#### TEXTO FUENTE

Jueves 24 de mayo de 1984

 

Queridos Hermanos en el episcopado:

1. Con verdadero gozo os recibo hoy, Pastores de la Iglesia de Cristo en Perú, venidos a Roma con motivo de la visita “ad limina”, que culmina con este encuentro. Es una ocasión propicia para tomar contacto con los Dicasterios que me ayudan en el gobierno de la Iglesia, y sobre todo me permite compartir vuestras alegrías, ilusiones y preocupaciones en el cuidado pastoral de la grey de Cristo confiada a vuestra solicitud, que constituye también para el Sucesor de Pedro “mi responsabilidad diaria, la preocupación por todas las Iglesias” (2 Co 11, 28).

Venís, en este primer grupo de Obispos del Perú, representantes de las tres zonas que se pueden distinguir en vuestro País con sus características peculiares, pero con población unida en la misma fe de Jesucristo nuestro Señor, profundamente arraigada en el cristiano pueblo peruano.

2. Veo en ello, por encima de la pluralidad de elementos externos, todo un simbolismo de unidad y concordia, que en nuestros tiempos, más aún que en los anteriores, hay que preservar, fomentar y estrechar en todos los ámbitos, pero de manera especial entre quienes tienen la responsabilidad de guiar al Pueblo de Dios.

Es una necesidad imperiosa exigida por las circunstancias contemporáneas, en las que la desunión, el odio y la violencia amenazan el orden temporal. Pero es ante todo la unión eclesial la que nos urge, para responder coherentemente al deseo y petición del Salvador: “Padre Santo, cuida en tu nombre a los que me has dado, para que sean uno como nosotros” (Jn 17, 11); una súplica reiterada poco después, cuando —prolongando su mirada a través del tiempo y del espacio— vuelve a pedir al Padre: “No ruego sólo por éstos, sino también por los que, por medio de su palabra, creerán en mí, para que todos sean uno... para que el mundo crea que tú me has enviado” (Ibid. 17, 20-23).

########

- EJERCICIO
Reproduce sin cambios el fragmento del discurso a los obispos del Perú que va desde "Jueves 24 de" hasta "Co 11, 28).", ambos incluidos.

#### REGISTROS DEL CONJUNTO

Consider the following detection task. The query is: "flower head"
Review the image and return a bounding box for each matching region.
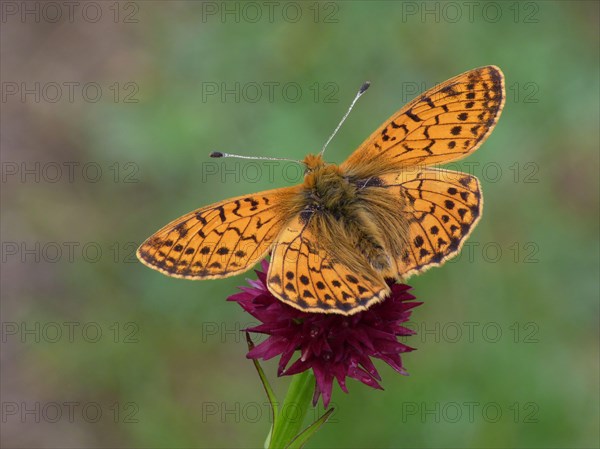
[227,261,421,407]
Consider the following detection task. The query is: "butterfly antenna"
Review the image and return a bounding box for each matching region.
[319,81,371,156]
[210,151,304,164]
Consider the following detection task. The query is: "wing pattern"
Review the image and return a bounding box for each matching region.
[342,66,505,178]
[267,217,389,315]
[137,187,299,279]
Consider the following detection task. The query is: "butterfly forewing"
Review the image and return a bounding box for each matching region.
[341,66,505,178]
[381,169,483,279]
[137,187,299,279]
[267,218,389,314]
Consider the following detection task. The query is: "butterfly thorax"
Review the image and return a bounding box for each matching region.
[304,155,357,217]
[301,155,396,276]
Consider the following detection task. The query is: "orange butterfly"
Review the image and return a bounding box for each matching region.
[137,66,505,315]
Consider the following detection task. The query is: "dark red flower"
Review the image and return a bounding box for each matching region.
[227,260,422,407]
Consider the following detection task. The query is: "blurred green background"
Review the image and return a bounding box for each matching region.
[0,1,600,448]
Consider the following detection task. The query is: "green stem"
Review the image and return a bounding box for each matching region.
[269,370,315,449]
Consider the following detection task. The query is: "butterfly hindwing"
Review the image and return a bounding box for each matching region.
[137,187,298,279]
[381,169,483,279]
[267,217,389,315]
[342,66,505,178]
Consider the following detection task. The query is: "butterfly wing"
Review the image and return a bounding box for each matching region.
[267,216,389,315]
[341,66,505,178]
[380,168,483,279]
[137,187,298,279]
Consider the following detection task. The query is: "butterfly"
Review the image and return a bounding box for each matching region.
[137,66,505,315]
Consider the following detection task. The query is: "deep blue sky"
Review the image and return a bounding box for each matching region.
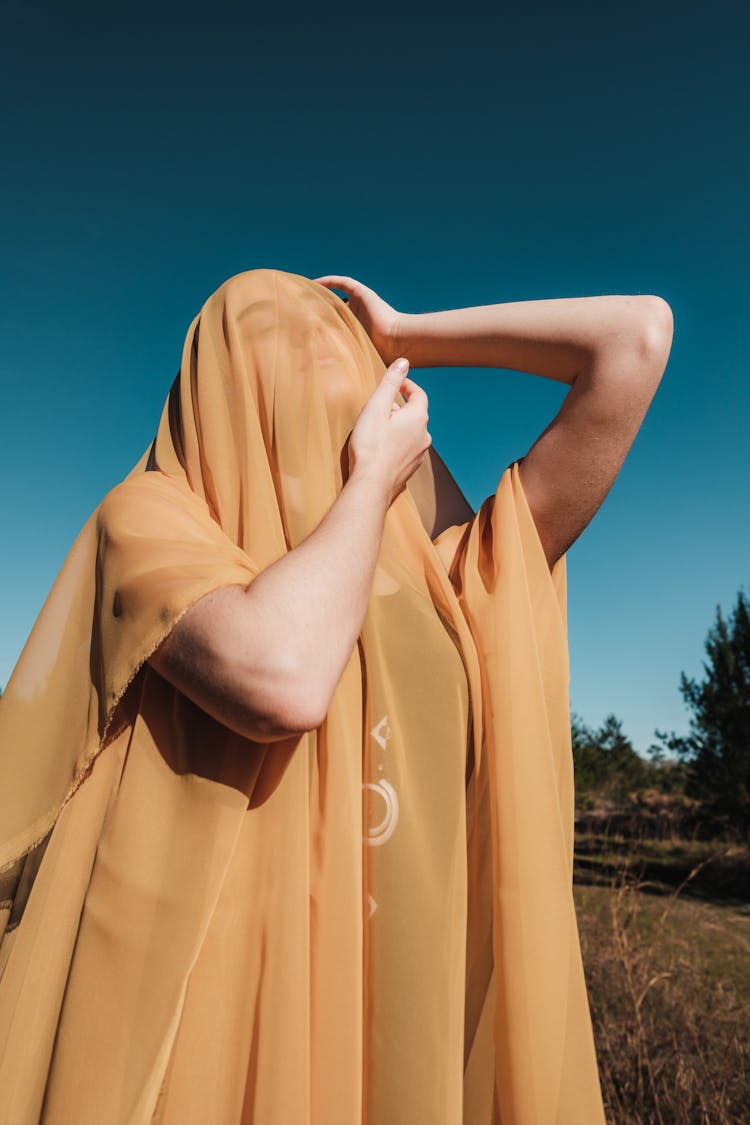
[0,0,750,753]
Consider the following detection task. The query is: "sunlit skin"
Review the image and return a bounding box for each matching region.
[150,275,672,741]
[315,275,672,568]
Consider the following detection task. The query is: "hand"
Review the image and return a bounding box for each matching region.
[349,358,432,505]
[313,273,401,363]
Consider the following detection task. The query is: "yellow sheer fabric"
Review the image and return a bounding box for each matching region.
[0,270,604,1125]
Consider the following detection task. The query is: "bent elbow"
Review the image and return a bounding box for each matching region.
[639,295,675,362]
[260,668,328,734]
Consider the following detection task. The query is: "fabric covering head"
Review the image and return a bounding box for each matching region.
[0,269,604,1125]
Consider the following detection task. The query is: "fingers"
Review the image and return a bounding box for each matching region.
[376,357,427,417]
[401,378,428,411]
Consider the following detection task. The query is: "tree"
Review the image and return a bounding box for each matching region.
[570,712,648,802]
[654,591,750,835]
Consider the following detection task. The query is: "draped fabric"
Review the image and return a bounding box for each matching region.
[0,269,604,1125]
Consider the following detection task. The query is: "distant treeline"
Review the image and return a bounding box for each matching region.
[0,591,750,839]
[571,591,750,840]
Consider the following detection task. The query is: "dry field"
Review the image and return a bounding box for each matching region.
[573,834,750,1125]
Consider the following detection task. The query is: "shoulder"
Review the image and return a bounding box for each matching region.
[98,473,223,544]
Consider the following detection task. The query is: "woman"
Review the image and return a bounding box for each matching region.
[0,269,671,1125]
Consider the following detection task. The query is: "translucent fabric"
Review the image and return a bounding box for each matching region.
[0,269,604,1125]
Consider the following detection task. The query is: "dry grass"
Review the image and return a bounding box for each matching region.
[573,840,750,1125]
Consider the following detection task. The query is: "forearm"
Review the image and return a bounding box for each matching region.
[397,295,671,384]
[247,474,389,714]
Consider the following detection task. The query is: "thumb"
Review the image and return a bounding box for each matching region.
[376,357,409,413]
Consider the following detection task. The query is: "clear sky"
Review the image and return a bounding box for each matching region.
[0,0,750,753]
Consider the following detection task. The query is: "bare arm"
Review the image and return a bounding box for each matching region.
[151,362,432,743]
[396,295,672,567]
[150,473,390,741]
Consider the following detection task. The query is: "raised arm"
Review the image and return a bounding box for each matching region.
[150,363,432,743]
[317,275,672,568]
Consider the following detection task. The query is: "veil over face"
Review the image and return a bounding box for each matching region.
[0,269,604,1125]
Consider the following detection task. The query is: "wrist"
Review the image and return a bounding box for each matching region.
[388,313,423,367]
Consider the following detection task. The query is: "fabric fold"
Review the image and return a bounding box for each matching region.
[0,269,604,1125]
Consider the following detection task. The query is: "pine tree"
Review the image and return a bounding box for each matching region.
[656,591,750,835]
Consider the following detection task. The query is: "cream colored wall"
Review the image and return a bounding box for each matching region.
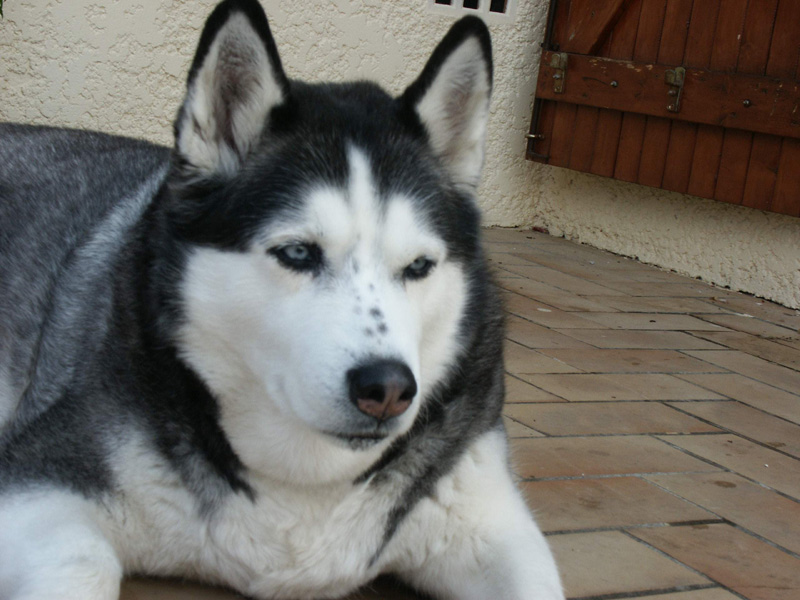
[0,0,800,307]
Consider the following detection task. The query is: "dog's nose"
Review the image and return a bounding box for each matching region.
[347,360,417,421]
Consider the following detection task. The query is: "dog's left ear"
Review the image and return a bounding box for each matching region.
[175,0,289,178]
[400,17,492,189]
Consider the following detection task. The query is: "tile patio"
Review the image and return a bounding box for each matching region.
[123,229,800,600]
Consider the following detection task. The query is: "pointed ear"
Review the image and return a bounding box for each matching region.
[175,0,289,178]
[401,17,492,189]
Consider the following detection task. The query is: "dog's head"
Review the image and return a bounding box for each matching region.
[156,0,492,481]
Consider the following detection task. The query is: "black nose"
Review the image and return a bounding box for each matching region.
[347,360,417,421]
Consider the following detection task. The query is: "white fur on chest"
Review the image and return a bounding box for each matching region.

########

- SOLUCIÓN
Jueves 24 de mayo de 1984

 

Queridos Hermanos en el episcopado:

1. Con verdadero gozo os recibo hoy, Pastores de la Iglesia de Cristo en Perú, venidos a Roma con motivo de la visita “ad limina”, que culmina con este encuentro. Es una ocasión propicia para tomar contacto con los Dicasterios que me ayudan en el gobierno de la Iglesia, y sobre todo me permite compartir vuestras alegrías, ilusiones y preocupaciones en el cuidado pastoral de la grey de Cristo confiada a vuestra solicitud, que constituye también para el Sucesor de Pedro “mi responsabilidad diaria, la preocupación por todas las Iglesias” (2 Co 11, 28).